» **Polygon annotations for photos**
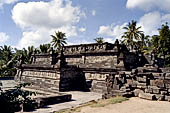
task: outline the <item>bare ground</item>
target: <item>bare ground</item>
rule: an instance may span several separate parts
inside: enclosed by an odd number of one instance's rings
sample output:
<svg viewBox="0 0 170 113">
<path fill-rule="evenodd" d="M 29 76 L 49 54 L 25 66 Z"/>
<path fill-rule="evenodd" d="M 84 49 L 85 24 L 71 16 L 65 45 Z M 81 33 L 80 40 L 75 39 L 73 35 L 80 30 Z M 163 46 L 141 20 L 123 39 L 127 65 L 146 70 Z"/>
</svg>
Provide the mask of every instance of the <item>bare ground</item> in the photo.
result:
<svg viewBox="0 0 170 113">
<path fill-rule="evenodd" d="M 150 101 L 134 97 L 128 101 L 105 107 L 86 106 L 79 113 L 170 113 L 170 102 Z"/>
</svg>

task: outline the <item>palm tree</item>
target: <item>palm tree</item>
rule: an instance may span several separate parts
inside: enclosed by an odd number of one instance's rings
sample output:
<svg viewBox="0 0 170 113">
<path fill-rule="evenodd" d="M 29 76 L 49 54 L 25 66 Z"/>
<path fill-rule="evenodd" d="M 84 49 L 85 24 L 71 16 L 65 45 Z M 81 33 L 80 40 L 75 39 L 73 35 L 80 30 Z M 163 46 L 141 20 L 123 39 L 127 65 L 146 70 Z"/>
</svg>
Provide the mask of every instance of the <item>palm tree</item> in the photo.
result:
<svg viewBox="0 0 170 113">
<path fill-rule="evenodd" d="M 143 34 L 143 31 L 139 31 L 141 27 L 136 26 L 136 21 L 132 20 L 132 22 L 129 22 L 129 24 L 124 27 L 126 31 L 124 32 L 124 35 L 122 36 L 123 43 L 127 46 L 134 47 L 137 46 L 137 41 L 140 39 L 140 36 Z"/>
<path fill-rule="evenodd" d="M 39 49 L 41 53 L 49 53 L 50 52 L 50 44 L 42 44 L 40 45 Z"/>
<path fill-rule="evenodd" d="M 67 44 L 66 43 L 67 38 L 65 38 L 66 37 L 65 33 L 58 31 L 55 32 L 55 35 L 51 35 L 51 37 L 52 37 L 52 41 L 51 41 L 52 46 L 56 48 L 58 51 L 62 49 L 64 44 Z"/>
<path fill-rule="evenodd" d="M 98 38 L 95 38 L 94 40 L 95 40 L 98 44 L 104 43 L 103 37 L 98 37 Z"/>
<path fill-rule="evenodd" d="M 149 35 L 141 34 L 140 40 L 137 42 L 139 50 L 143 52 L 144 49 L 147 49 L 149 46 Z"/>
</svg>

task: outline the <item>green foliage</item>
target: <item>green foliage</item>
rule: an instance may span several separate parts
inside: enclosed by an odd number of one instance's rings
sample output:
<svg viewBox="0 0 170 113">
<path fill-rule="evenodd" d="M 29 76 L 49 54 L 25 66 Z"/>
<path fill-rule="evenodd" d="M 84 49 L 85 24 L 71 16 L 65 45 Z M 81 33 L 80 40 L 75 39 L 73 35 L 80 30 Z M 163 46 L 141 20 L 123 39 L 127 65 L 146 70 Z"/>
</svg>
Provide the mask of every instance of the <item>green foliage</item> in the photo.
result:
<svg viewBox="0 0 170 113">
<path fill-rule="evenodd" d="M 50 47 L 51 47 L 50 44 L 41 44 L 39 46 L 40 53 L 49 53 L 50 52 Z"/>
<path fill-rule="evenodd" d="M 52 41 L 51 41 L 52 46 L 56 48 L 58 51 L 62 49 L 64 44 L 67 44 L 66 43 L 67 38 L 65 38 L 66 37 L 65 33 L 58 31 L 55 32 L 55 35 L 51 35 L 51 37 L 52 37 Z"/>
<path fill-rule="evenodd" d="M 141 27 L 137 27 L 136 21 L 132 20 L 129 24 L 124 27 L 123 43 L 129 47 L 139 47 L 137 41 L 140 40 L 143 31 L 140 31 Z"/>
<path fill-rule="evenodd" d="M 6 91 L 0 90 L 0 100 L 3 99 L 13 111 L 20 111 L 23 105 L 24 111 L 33 110 L 37 107 L 35 100 L 31 99 L 32 95 L 36 95 L 35 92 L 24 91 L 21 88 L 30 85 L 29 83 L 23 83 L 16 86 L 14 89 Z M 0 102 L 1 103 L 1 102 Z M 4 109 L 5 111 L 5 109 Z M 2 111 L 3 112 L 3 111 Z"/>
<path fill-rule="evenodd" d="M 104 43 L 103 37 L 98 37 L 98 38 L 95 38 L 94 40 L 95 40 L 98 44 Z"/>
</svg>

» **Task objective**
Please recast every line of the listing above as a JSON list of strings, one string per line, leaving out blank lines and the pictures.

» **Task answer**
[
  "task: outline the <item>bare ground</item>",
  "target: <item>bare ground</item>",
  "rule: an instance may span several separate parts",
  "inside: enclosed by an odd number of one instance's rings",
  "sample output:",
  "<svg viewBox=\"0 0 170 113\">",
  "<path fill-rule=\"evenodd\" d=\"M 29 76 L 49 54 L 25 66 Z\"/>",
  "<path fill-rule=\"evenodd\" d=\"M 84 49 L 85 24 L 71 16 L 65 45 Z M 81 33 L 80 40 L 75 39 L 73 35 L 80 30 Z M 163 46 L 141 20 L 123 39 L 127 65 L 146 70 Z\"/>",
  "</svg>",
  "Provide the mask of every instance of the <item>bare ground</item> in the photo.",
  "result:",
  "<svg viewBox=\"0 0 170 113\">",
  "<path fill-rule=\"evenodd\" d=\"M 150 101 L 134 97 L 128 101 L 105 107 L 86 106 L 79 113 L 170 113 L 170 102 Z\"/>",
  "</svg>",
  "task: outline the <item>palm tree</item>",
  "target: <item>palm tree</item>",
  "rule: an instance may span several separate parts",
  "inside: enclosed by an odd number of one instance's rings",
  "sample output:",
  "<svg viewBox=\"0 0 170 113\">",
  "<path fill-rule=\"evenodd\" d=\"M 29 76 L 49 54 L 25 66 Z\"/>",
  "<path fill-rule=\"evenodd\" d=\"M 84 49 L 85 24 L 71 16 L 65 45 Z M 81 33 L 80 40 L 75 39 L 73 35 L 80 30 Z M 163 46 L 141 20 L 123 39 L 127 65 L 146 70 Z\"/>",
  "</svg>",
  "Provide the mask of every instance of the <item>palm tree</item> in the photo.",
  "result:",
  "<svg viewBox=\"0 0 170 113\">",
  "<path fill-rule=\"evenodd\" d=\"M 143 34 L 143 31 L 139 31 L 141 27 L 136 26 L 136 21 L 132 20 L 132 22 L 129 22 L 129 24 L 124 27 L 126 31 L 124 32 L 124 35 L 122 36 L 123 43 L 127 46 L 134 47 L 137 46 L 137 41 L 140 39 L 140 36 Z\"/>",
  "<path fill-rule=\"evenodd\" d=\"M 39 49 L 41 53 L 49 53 L 50 52 L 50 44 L 42 44 L 40 45 Z\"/>",
  "<path fill-rule=\"evenodd\" d=\"M 67 44 L 66 43 L 67 38 L 65 38 L 66 37 L 65 33 L 58 31 L 55 32 L 55 35 L 51 35 L 51 37 L 52 37 L 52 41 L 51 41 L 52 46 L 56 48 L 58 51 L 62 49 L 64 44 Z\"/>",
  "<path fill-rule=\"evenodd\" d=\"M 98 38 L 95 38 L 94 40 L 95 40 L 98 44 L 104 43 L 103 37 L 98 37 Z\"/>",
  "<path fill-rule=\"evenodd\" d=\"M 149 35 L 141 34 L 140 40 L 137 42 L 139 50 L 143 52 L 144 49 L 147 49 L 149 46 Z\"/>",
  "</svg>",
  "task: outline the <item>green foliage</item>",
  "target: <item>green foliage</item>",
  "rule: an instance may span several separate parts",
  "inside: enclosed by an odd number of one instance's rings",
  "sample output:",
  "<svg viewBox=\"0 0 170 113\">",
  "<path fill-rule=\"evenodd\" d=\"M 29 76 L 49 54 L 25 66 Z\"/>",
  "<path fill-rule=\"evenodd\" d=\"M 84 49 L 85 24 L 71 16 L 65 45 Z M 81 33 L 80 40 L 75 39 L 73 35 L 80 30 Z M 163 46 L 141 20 L 123 39 L 127 65 L 146 70 Z\"/>",
  "</svg>",
  "Provide the mask of every instance of the <item>green foliage</item> in the photo.",
  "result:",
  "<svg viewBox=\"0 0 170 113\">",
  "<path fill-rule=\"evenodd\" d=\"M 50 47 L 51 47 L 50 44 L 41 44 L 39 46 L 40 53 L 49 53 L 50 52 Z\"/>",
  "<path fill-rule=\"evenodd\" d=\"M 52 41 L 51 41 L 52 46 L 56 48 L 58 51 L 62 49 L 64 44 L 67 44 L 66 43 L 67 38 L 65 38 L 66 37 L 65 33 L 58 31 L 55 32 L 55 35 L 51 35 L 51 37 L 52 37 Z\"/>",
  "<path fill-rule=\"evenodd\" d=\"M 141 27 L 137 27 L 136 21 L 132 20 L 129 24 L 124 27 L 123 43 L 129 47 L 139 47 L 137 41 L 140 40 L 143 31 L 140 31 Z\"/>",
  "<path fill-rule=\"evenodd\" d=\"M 6 91 L 0 90 L 0 100 L 3 99 L 13 111 L 20 111 L 23 105 L 24 111 L 33 110 L 37 107 L 35 100 L 31 99 L 32 95 L 36 95 L 35 92 L 24 91 L 21 88 L 30 85 L 29 83 L 23 83 L 16 86 L 14 89 Z M 0 102 L 1 103 L 1 102 Z M 4 109 L 5 111 L 5 109 Z M 2 111 L 3 112 L 3 111 Z\"/>",
  "<path fill-rule=\"evenodd\" d=\"M 104 43 L 103 37 L 98 37 L 98 38 L 95 38 L 94 40 L 95 40 L 98 44 Z\"/>",
  "</svg>"
]